__Task to complete__.
Extract every line of the material that contains the word "evenodd".

__Supplied material__.
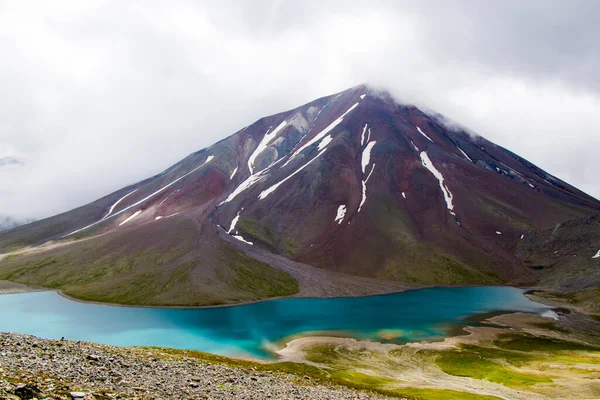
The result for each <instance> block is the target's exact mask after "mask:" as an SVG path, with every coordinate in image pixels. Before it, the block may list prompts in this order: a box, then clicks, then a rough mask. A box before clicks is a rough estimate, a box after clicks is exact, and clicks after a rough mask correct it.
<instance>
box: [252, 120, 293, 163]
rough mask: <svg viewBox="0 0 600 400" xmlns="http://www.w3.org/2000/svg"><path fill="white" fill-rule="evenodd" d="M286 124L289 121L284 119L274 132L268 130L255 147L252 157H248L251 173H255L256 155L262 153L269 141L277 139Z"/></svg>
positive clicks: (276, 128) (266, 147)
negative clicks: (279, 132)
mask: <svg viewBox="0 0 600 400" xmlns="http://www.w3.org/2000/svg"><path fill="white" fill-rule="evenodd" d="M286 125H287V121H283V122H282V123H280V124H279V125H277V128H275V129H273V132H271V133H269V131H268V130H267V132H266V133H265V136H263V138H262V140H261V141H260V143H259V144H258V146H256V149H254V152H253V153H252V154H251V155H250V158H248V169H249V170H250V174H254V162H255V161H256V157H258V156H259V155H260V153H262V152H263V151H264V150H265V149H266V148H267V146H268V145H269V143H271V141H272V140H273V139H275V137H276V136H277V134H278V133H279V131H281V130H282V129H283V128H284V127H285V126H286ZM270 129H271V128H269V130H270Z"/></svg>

__Worked solution__.
rough mask: <svg viewBox="0 0 600 400" xmlns="http://www.w3.org/2000/svg"><path fill="white" fill-rule="evenodd" d="M286 124L289 121L284 119L274 132L268 130L255 147L252 157H248L251 173H255L256 155L262 153L269 141L277 139Z"/></svg>
mask: <svg viewBox="0 0 600 400" xmlns="http://www.w3.org/2000/svg"><path fill="white" fill-rule="evenodd" d="M286 125H287V121H283V122H282V123H280V124H279V125H277V128H275V129H273V132H271V133H269V131H268V130H267V132H266V133H265V136H263V138H262V140H261V141H260V143H259V144H258V146H256V149H254V152H253V153H252V154H251V155H250V158H248V169H249V170H250V174H254V162H255V161H256V157H258V156H259V155H260V153H262V152H263V151H264V150H265V149H266V148H267V146H268V145H269V143H271V141H272V140H273V139H275V137H276V136H277V134H278V133H279V131H281V130H282V129H283V128H284V127H285V126H286ZM270 129H271V128H269V130H270Z"/></svg>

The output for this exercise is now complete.